Instructions for the task
This exercise calls for a copy of every line in the listing below that carries the word "apron".

Segment Start: Given records

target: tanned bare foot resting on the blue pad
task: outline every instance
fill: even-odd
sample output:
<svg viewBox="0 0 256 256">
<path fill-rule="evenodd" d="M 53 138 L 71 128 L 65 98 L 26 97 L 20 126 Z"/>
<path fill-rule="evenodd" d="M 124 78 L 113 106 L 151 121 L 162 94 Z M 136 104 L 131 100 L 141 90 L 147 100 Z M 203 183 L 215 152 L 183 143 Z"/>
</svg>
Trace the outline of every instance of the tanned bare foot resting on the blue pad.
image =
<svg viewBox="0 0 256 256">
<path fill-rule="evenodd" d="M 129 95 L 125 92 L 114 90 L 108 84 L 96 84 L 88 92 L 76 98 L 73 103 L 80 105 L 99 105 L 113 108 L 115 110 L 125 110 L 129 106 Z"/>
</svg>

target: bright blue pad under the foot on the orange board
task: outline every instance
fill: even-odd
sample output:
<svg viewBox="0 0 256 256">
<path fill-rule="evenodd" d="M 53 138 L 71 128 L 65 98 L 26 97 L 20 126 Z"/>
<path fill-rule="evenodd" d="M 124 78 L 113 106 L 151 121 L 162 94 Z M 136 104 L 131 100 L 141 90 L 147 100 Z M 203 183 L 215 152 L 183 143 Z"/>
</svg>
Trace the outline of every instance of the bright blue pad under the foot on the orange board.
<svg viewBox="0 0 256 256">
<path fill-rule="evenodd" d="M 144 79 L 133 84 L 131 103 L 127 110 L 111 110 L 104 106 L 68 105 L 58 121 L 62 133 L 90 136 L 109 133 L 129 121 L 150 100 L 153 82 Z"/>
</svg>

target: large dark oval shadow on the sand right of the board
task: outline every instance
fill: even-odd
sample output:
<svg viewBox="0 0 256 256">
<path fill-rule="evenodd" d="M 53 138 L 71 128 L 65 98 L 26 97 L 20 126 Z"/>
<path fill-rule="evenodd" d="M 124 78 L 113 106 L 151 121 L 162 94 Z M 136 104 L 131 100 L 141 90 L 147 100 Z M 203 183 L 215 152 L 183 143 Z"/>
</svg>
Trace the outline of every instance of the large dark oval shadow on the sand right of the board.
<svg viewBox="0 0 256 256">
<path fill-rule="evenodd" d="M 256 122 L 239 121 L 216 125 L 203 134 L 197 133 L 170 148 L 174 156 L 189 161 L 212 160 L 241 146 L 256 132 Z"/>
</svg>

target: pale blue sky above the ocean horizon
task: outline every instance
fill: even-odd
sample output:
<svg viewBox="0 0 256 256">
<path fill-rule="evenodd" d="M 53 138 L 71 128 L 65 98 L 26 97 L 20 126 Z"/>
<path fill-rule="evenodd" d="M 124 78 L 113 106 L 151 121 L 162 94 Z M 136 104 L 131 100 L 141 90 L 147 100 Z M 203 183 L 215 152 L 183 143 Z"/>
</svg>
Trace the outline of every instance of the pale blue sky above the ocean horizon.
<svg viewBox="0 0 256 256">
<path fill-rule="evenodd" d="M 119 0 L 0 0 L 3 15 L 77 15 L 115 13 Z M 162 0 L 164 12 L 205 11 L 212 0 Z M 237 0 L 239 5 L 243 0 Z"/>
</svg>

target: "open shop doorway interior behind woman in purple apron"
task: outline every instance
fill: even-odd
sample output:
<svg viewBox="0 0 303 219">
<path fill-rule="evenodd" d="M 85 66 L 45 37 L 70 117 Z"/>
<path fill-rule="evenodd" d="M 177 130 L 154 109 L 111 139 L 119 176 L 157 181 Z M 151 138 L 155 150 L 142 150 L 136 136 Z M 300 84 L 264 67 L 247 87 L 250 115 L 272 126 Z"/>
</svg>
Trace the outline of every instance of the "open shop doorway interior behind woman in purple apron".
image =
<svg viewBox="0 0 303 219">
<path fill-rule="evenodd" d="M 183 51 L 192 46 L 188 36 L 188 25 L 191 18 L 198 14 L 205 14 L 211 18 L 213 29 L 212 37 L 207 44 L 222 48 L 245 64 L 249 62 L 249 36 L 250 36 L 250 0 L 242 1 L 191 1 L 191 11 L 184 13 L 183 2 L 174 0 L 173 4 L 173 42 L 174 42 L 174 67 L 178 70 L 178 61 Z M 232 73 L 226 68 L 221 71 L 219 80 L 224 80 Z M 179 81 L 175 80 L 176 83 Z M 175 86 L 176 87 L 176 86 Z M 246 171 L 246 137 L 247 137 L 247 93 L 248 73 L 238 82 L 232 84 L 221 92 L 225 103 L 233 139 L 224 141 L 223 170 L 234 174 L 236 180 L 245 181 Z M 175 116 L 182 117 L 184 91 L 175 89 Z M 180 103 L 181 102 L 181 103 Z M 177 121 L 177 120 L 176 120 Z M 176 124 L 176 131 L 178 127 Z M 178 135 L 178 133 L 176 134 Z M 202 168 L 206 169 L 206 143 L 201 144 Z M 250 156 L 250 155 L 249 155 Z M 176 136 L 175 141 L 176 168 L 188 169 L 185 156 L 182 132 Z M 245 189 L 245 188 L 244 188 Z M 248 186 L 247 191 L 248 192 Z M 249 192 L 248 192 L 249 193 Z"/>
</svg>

Segment End: Given records

Exercise response
target: "open shop doorway interior behind woman in purple apron"
Trace the outline of every instance of the "open shop doorway interior behind woman in purple apron".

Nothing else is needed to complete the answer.